------ Records shown
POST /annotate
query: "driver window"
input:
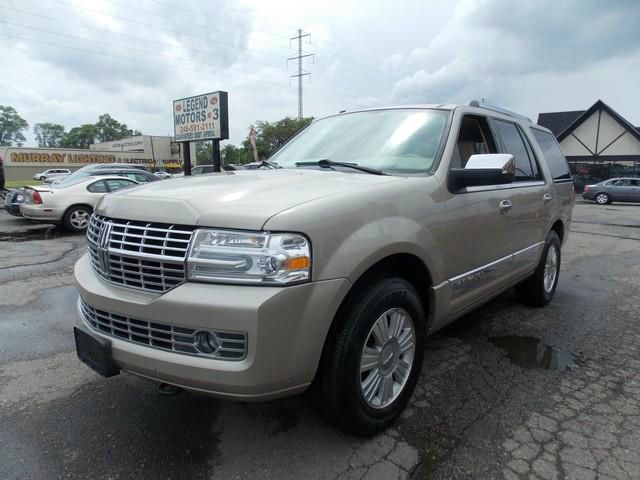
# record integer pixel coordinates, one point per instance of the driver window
(474, 138)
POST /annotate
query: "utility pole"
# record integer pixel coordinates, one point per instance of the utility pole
(301, 73)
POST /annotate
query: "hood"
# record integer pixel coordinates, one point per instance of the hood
(240, 199)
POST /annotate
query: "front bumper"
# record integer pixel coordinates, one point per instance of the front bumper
(285, 327)
(40, 212)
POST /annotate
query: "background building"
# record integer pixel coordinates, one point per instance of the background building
(598, 143)
(155, 152)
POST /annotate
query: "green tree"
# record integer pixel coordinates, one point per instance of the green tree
(272, 135)
(11, 127)
(109, 129)
(48, 134)
(80, 137)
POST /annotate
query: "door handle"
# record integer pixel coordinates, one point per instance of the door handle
(505, 206)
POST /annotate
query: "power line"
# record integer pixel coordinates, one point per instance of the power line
(197, 12)
(301, 73)
(133, 49)
(137, 60)
(179, 32)
(184, 22)
(157, 64)
(135, 37)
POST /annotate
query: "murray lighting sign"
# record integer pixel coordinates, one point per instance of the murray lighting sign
(203, 117)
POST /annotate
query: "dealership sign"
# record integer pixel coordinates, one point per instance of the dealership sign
(203, 117)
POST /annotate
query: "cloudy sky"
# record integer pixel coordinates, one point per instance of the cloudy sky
(68, 61)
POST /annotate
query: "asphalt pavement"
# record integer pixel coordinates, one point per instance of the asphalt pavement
(506, 392)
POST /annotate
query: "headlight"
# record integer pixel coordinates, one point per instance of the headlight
(225, 256)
------------
▸ **What the task asks**
Output the entries exactly and keep every picture out of them.

▸ **Written response**
POST /annotate
query: "driver window"
input:
# record integer pixel coordinates, one point per instance of the driver window
(474, 138)
POST /annotate
query: "utility pole"
# record integer pixel coordinates, one point per instance of the utility pole
(301, 73)
POST /annotate
query: "hood"
# record integer pixel coordinates, one point per instance of the hood
(240, 199)
POST /annotate
query: "front bumper"
# record integer pixel coordinates, one point per instance of the front bumper
(285, 327)
(40, 212)
POST /annotate
query: "background building"
# record integer pixel coordinates, one point per instance of the background building
(598, 143)
(155, 152)
POST /annotate
query: "green tree"
# record integer pixel coordinates, one point per instance of the green tree
(272, 135)
(11, 127)
(109, 129)
(48, 134)
(80, 137)
POST /annotate
query: "door handle"
# record integer pixel coordinates, one point per instance of the door handle
(505, 206)
POST /annotate
query: "power line"
# record integer pixel coordinates, one point per instance of the power line
(197, 12)
(301, 73)
(133, 49)
(137, 60)
(179, 32)
(184, 22)
(157, 64)
(135, 37)
POST /annotate
query: "murray lighting sign"
# record integer pixel coordinates, one point per instance of the murray lighting sign
(203, 117)
POST /annotate
query: "dealership sign"
# record integer pixel coordinates, one point per instance of the dealership sign
(203, 117)
POST /annotate
query: "cloudy sky"
# record integer pixel coordinates, one point per instance of the cloudy sky
(68, 61)
POST /annotate
query: "asphalt pavement"
# record integer pixel coordinates, one point per instance of the asphalt pavement
(506, 392)
POST /annotate
query: "headlight"
# record integer pixel coordinates, one point per instance of the headlight
(225, 256)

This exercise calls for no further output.